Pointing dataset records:

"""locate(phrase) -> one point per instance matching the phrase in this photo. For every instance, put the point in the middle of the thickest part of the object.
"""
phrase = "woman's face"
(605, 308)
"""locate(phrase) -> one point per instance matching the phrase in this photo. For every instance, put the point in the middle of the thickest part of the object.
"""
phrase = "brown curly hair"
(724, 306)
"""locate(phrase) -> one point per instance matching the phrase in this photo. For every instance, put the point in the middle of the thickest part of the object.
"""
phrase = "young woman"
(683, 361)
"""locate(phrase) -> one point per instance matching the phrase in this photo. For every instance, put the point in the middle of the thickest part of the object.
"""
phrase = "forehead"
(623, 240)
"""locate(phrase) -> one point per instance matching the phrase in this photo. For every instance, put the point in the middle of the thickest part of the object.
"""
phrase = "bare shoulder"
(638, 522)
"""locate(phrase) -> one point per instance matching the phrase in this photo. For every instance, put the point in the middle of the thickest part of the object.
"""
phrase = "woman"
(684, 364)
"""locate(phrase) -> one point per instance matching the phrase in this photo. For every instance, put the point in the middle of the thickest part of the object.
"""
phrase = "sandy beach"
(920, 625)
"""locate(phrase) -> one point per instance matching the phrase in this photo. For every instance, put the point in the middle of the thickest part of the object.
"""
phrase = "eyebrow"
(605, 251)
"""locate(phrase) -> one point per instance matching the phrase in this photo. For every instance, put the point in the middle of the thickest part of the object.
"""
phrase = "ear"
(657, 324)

Goal of the exercise >>
Write every entry out again exactly.

Full output >>
"""locate(phrase) -> one point per instance matching the phrase in this photo. For every instance, put the point in the middle of the thickest part of the object.
"""
phrase = "woman's face"
(605, 308)
"""locate(phrase) -> one point per instance matching the phrase in this photo. For every instance, put the point in the middle of the thickest part of the object.
"""
phrase = "brown curly hair"
(724, 306)
"""locate(phrase) -> one point per instance matching the phrase in this photo. For every instance, put the point in the middle of the thickest part of the object.
"""
phrase = "young woman"
(683, 361)
"""locate(phrase) -> one point per instance matching the phrase in this photo. For every instance, put the point in the middle of the thickest part of the object.
"""
phrase = "forehead"
(623, 240)
"""locate(phrase) -> one point per instance matching the phrase in this photo. For every instance, put the point in the middle of the thickest part of the object.
"""
phrase = "bare shoulder"
(638, 522)
"""locate(phrase) -> one point per instance matching the phrase in this photo. For every instance, put the point in the middle of the thickest part of the object.
"""
phrase = "woman"
(684, 364)
"""locate(phrase) -> one point per instance matching the phrase in this photo. For every instance, put the point in the middle of the thickest part of the object.
"""
phrase = "sandy beach"
(920, 625)
"""locate(phrase) -> one point per instance matching the phrase in this photo. For every instance, put the point in the middle of the thickest part of the object.
"""
phrase = "eyebrow"
(605, 251)
"""locate(phrase) -> one point per instance matching the phrase in this photo. For every instance, put the point in the middle of the thickest part of the object.
"""
phrase = "ear"
(657, 324)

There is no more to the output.